From yesterday’s Daily Staff Bulletin:

There was many staff that came out on Saturday, October 8, 2005 to give a helping hand to the many projects that were scheduled by the Mayor, Antonio Villaraigosa’s Office, that took place around the school and the neighboring community.

guess who unpacked her camera cables

So - to catch up.

The Deleted Post was for the most part about this really bizzarre week I had - it got crazy hot and muggy and the air was gritty with smoke from the Chatsworth fires, and true to the ancient teaching wisdom holding that changes in weather make students something something, my kids went completely wacko. I caught my first tagger, helped break up my first fight, busted my sixth period for dropping random items (pens, wads of paper, a bag of chips) through a hole in the floor onto the class below us, subbed a class in which the TA started a fight with a SpEd student which escalated until three representatives from the dean's office were present, and kept narrowly avoiding being run over by a group of my students, athletes all, stealing each others' shoes and tearing around campus (up three flights of stairs, back down again, outside and around the bungalows, over the fountain, etc...) at speeds unsafe for street driving in order to prevent the shoes' return.

**Given information**
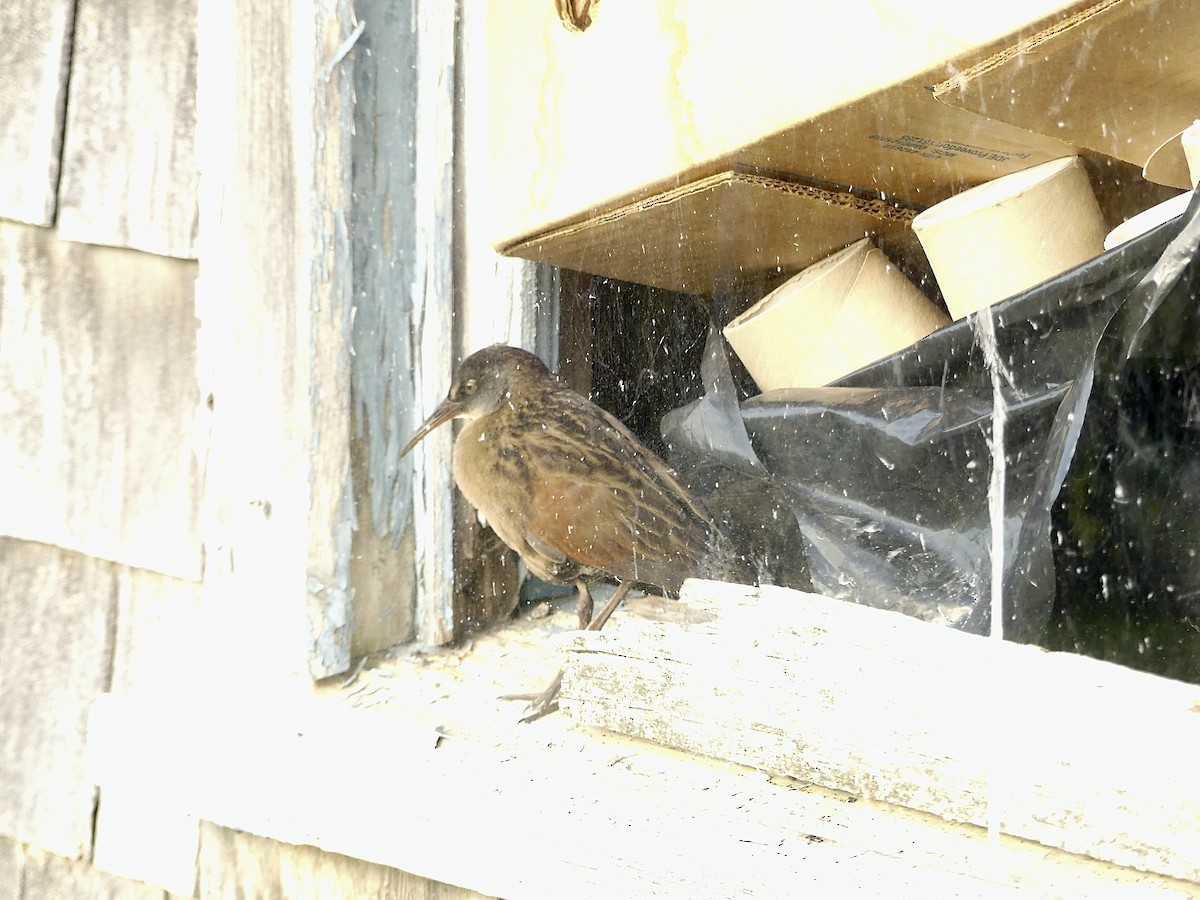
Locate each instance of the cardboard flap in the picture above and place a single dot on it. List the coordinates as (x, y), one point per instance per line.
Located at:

**What you are asked to do**
Rename "Daily Staff Bulletin" as "Weekly Staff Newsletter" in the passage of the blog post starting with "From yesterday’s Daily" and going on through "to catch up.", and write out that passage with the change made. The data comes from a separate source, unrelated to the blog post.

**Reply to the exercise**
From yesterday’s Weekly Staff Newsletter:

There was many staff that came out on Saturday, October 8, 2005 to give a helping hand to the many projects that were scheduled by the Mayor, Antonio Villaraigosa’s Office, that took place around the school and the neighboring community.

guess who unpacked her camera cables

So - to catch up.